- **THE TASK**
Copy each line below holding "sleeve".

• • • •

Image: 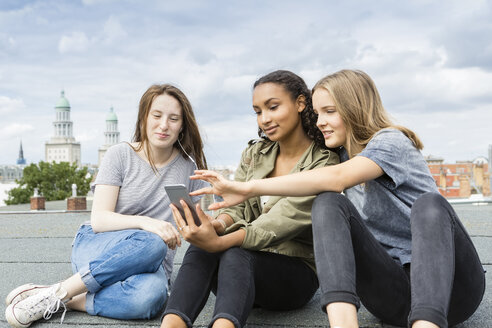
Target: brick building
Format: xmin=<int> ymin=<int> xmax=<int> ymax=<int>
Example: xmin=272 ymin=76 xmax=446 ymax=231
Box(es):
xmin=426 ymin=156 xmax=490 ymax=198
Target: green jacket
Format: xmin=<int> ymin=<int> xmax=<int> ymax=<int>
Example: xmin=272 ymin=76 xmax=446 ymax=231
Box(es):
xmin=218 ymin=139 xmax=339 ymax=271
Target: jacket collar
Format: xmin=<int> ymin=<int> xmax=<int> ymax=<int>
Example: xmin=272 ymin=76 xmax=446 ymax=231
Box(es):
xmin=252 ymin=141 xmax=319 ymax=179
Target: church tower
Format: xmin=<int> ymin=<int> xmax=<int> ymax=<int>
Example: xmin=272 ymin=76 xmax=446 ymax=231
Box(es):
xmin=98 ymin=106 xmax=120 ymax=166
xmin=16 ymin=141 xmax=26 ymax=165
xmin=45 ymin=90 xmax=81 ymax=165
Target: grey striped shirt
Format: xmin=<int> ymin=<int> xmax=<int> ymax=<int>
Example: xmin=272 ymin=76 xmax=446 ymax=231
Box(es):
xmin=94 ymin=142 xmax=207 ymax=279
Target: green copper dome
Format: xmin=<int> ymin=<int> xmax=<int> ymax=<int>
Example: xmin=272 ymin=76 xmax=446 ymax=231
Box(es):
xmin=106 ymin=106 xmax=118 ymax=121
xmin=55 ymin=90 xmax=70 ymax=111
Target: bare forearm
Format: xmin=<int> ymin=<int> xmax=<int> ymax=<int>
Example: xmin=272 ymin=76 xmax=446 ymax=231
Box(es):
xmin=90 ymin=210 xmax=150 ymax=232
xmin=249 ymin=166 xmax=344 ymax=197
xmin=216 ymin=229 xmax=246 ymax=251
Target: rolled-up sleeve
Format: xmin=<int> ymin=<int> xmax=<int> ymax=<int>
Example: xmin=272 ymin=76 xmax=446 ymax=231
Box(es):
xmin=240 ymin=194 xmax=315 ymax=250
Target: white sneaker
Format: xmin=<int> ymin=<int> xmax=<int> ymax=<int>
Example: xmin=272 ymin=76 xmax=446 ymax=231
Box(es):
xmin=5 ymin=283 xmax=51 ymax=305
xmin=5 ymin=283 xmax=69 ymax=328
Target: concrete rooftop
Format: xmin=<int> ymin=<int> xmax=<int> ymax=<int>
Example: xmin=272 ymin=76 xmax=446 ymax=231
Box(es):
xmin=0 ymin=201 xmax=490 ymax=327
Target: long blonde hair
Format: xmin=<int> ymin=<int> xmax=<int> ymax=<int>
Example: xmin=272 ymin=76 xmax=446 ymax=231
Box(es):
xmin=313 ymin=69 xmax=423 ymax=158
xmin=132 ymin=84 xmax=207 ymax=172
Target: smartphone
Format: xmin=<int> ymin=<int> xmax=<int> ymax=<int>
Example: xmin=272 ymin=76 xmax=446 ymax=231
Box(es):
xmin=164 ymin=184 xmax=201 ymax=226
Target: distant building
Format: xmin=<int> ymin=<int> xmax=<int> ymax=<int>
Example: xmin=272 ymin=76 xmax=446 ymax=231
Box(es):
xmin=98 ymin=106 xmax=120 ymax=166
xmin=426 ymin=155 xmax=490 ymax=198
xmin=45 ymin=90 xmax=81 ymax=166
xmin=0 ymin=141 xmax=27 ymax=182
xmin=16 ymin=141 xmax=26 ymax=165
xmin=0 ymin=165 xmax=24 ymax=183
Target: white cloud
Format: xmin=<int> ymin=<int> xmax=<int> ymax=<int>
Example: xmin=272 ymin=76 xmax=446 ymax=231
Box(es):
xmin=222 ymin=75 xmax=257 ymax=95
xmin=0 ymin=96 xmax=26 ymax=114
xmin=103 ymin=16 xmax=126 ymax=42
xmin=2 ymin=1 xmax=491 ymax=165
xmin=201 ymin=115 xmax=258 ymax=166
xmin=396 ymin=105 xmax=492 ymax=162
xmin=58 ymin=32 xmax=90 ymax=54
xmin=0 ymin=123 xmax=34 ymax=138
xmin=81 ymin=0 xmax=114 ymax=5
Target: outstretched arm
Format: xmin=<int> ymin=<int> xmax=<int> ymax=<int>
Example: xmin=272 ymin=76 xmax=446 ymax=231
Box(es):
xmin=191 ymin=156 xmax=384 ymax=210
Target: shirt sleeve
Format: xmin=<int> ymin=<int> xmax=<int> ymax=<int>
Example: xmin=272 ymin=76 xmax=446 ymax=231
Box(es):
xmin=358 ymin=129 xmax=413 ymax=190
xmin=94 ymin=144 xmax=125 ymax=189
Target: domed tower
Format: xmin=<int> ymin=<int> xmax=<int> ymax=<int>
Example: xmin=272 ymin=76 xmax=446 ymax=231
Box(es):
xmin=98 ymin=106 xmax=120 ymax=166
xmin=45 ymin=90 xmax=81 ymax=166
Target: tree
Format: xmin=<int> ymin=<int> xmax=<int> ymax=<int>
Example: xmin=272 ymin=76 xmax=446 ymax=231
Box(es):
xmin=5 ymin=161 xmax=92 ymax=205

• • • •

- **EXERCISE RESULT**
Target: rolled-up sleeve
Target: shirt sleeve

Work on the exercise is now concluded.